Aim of the exercise
Go through the lines below. Copy those with "positive".

··· Stored data

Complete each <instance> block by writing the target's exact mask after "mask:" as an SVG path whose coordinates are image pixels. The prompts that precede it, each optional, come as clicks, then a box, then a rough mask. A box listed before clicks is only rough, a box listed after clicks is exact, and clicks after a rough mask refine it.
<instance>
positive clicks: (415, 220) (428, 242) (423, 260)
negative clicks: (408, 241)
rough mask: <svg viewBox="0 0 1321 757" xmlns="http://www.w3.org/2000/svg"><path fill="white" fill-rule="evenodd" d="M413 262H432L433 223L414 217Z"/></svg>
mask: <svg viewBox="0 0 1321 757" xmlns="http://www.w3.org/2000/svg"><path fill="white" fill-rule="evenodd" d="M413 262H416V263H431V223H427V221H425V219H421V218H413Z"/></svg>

······
··· Stored data

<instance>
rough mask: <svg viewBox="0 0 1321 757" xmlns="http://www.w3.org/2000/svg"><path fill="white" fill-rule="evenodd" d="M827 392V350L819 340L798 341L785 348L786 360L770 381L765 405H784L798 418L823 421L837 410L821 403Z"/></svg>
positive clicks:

······

Output of the exercise
positive clicks: (415, 220) (428, 242) (423, 260)
positive clicks:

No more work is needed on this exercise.